*Requirement 1:*
Translate this sentence from the lawsuit summary into Spanish: "Unfortunately, Georgia is one of the worst offenders."
*Requirement 2:*
Output the portion of the lawsuit summary between "Dr. Hugo D. Ribot Jr., M.D. and" and "Georgia’s CON laws.", inclusive, without any changes.

----- Page excerpt

Last Step
Briefing underway in the Georgia Supreme Court
Next Step
Oral argument before the Georgia Supreme Court on June 26, 2017 at 10:00 a.m. EDT.
Executive Summary
At a time of soaring medical costs, health care consumers need options more than ever. The market is responding with lower-cost, higher-quality, customized options. But many states thwart competition and choices through “Certificate of Need” (“CON”) laws designed not to protect the public but rather powerful medical interests.
Medical CON laws were designed to restrict health care spending in order to lower costs. The trouble is, they ended up restricting competition for medical services, driving up prices, stifling innovation and limiting access to care. That is why the federal government did away with its CON requirements in 1986, and why a dozen states quickly followed suit. Still, 36 states and the District of Columbia maintain these anti-competitive systems that jack up the prices of every medical procedure they regulate. Unfortunately, Georgia is one of the worst offenders.
Dr. Hugo D. Ribot Jr., M.D. and Dr. Malcolm Barfield, D.O. found out firsthand how counterproductive Georgia’s CON laws can be.
Dr. Ribot and Dr. Barfield are OB/GYNs who co-own an outpatient surgery center in Cartersville, Georgia. Between the two of them, they provide non-emergency surgical services to hundreds of Georgians and also deliver hundreds of babies each year. In October 2014, they decided to expand their surgery center to serve more patients by adding a second operating room and by allowing other surgeons to use their state-of-the-art facility. More doctors and more operating rooms mean flexibility to schedule more patients, increased efficiency, and better access to care. But first they had to get past Georgia’s CON laws.
Even though other doctors had asked to use the surgery center, before Dr. Ribot and Dr. Barfield could open their doors to more patients, they had to spend thousands of dollars and countless hours to prove that there is a “need” for more surgical services in the Cartersville area. They also had to overcome opposition from their competitors—existing hospitals in the surrounding area—that filed statements opposing the doctors’ CON application.
After six months of waiting, in March 2015, the Georgia Department of Community Health protected the existing hospitals from competition and denied the doctors’ CON application. The bureaucrats decided that because Dr. Ribot and Dr. Barfield were not using their operating room to capacity, they could not allow other surgeons to use the operating room, or add a second operating room to provide more scheduling flexibility.
This Goldwater Institute lawsuit seeks to end the CON program in order to enable patients to get the healthcare they need and to prevent medical practitioners from wasting thousands of dollars and countless hours trying to prove “need” to the State before they are allowed to offer their services to the public.
Case Logistics
Plaintiffs
- Women’s Surgical Center, LLC d/b/a Georgia Advanced Surgery Center for Women
- Dr. Hugo D. Ribot Jr., M.D.
- Dr. Malcolm Barfield, D.O.

----------
----- Source material

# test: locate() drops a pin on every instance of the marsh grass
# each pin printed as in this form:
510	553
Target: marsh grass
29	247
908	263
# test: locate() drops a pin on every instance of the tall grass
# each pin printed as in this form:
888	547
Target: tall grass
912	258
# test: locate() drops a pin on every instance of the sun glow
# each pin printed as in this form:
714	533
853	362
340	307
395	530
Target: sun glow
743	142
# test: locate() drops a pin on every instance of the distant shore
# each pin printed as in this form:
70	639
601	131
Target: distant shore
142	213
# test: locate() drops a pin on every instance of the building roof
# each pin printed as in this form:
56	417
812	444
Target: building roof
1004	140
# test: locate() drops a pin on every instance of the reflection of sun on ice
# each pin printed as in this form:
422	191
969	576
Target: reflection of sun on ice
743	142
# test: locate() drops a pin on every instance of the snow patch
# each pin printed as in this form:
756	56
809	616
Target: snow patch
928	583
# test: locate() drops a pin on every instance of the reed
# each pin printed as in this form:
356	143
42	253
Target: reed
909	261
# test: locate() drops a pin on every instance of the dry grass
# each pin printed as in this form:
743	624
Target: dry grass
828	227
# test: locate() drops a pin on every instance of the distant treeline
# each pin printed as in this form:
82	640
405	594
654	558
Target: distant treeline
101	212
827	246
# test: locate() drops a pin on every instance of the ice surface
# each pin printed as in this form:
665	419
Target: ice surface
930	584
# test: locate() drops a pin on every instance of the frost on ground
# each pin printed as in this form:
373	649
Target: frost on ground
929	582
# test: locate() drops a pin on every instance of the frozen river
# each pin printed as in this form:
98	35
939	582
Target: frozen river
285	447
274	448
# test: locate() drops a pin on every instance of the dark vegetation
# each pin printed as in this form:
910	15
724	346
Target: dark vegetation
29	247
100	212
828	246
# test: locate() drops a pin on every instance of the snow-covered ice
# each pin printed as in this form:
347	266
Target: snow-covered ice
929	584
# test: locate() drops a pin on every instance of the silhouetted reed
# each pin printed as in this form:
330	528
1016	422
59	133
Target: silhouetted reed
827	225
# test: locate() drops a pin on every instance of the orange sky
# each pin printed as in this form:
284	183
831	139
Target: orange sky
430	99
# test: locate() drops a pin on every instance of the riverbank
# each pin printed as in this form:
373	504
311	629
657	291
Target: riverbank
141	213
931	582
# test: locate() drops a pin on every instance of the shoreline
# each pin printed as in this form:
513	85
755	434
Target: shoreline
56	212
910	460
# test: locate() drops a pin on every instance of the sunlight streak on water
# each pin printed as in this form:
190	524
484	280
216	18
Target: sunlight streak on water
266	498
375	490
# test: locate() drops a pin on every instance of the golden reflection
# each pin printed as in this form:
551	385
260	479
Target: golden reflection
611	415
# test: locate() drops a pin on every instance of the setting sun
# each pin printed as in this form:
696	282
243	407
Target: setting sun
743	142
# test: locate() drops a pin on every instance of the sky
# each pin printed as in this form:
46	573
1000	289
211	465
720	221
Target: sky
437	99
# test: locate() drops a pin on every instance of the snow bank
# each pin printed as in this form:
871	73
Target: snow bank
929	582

----------

*Reply 1:*
Desafortunadamente, Georgia es uno de los peores infractores.

*Reply 2:*
Dr. Hugo D. Ribot Jr., M.D. and Dr. Malcolm Barfield, D.O. found out firsthand how counterproductive Georgia’s CON laws can be.
Dr. Ribot and Dr. Barfield are OB/GYNs who co-own an outpatient surgery center in Cartersville, Georgia. Between the two of them, they provide non-emergency surgical services to hundreds of Georgians and also deliver hundreds of babies each year. In October 2014, they decided to expand their surgery center to serve more patients by adding a second operating room and by allowing other surgeons to use their state-of-the-art facility. More doctors and more operating rooms mean flexibility to schedule more patients, increased efficiency, and better access to care. But first they had to get past Georgia’s CON laws.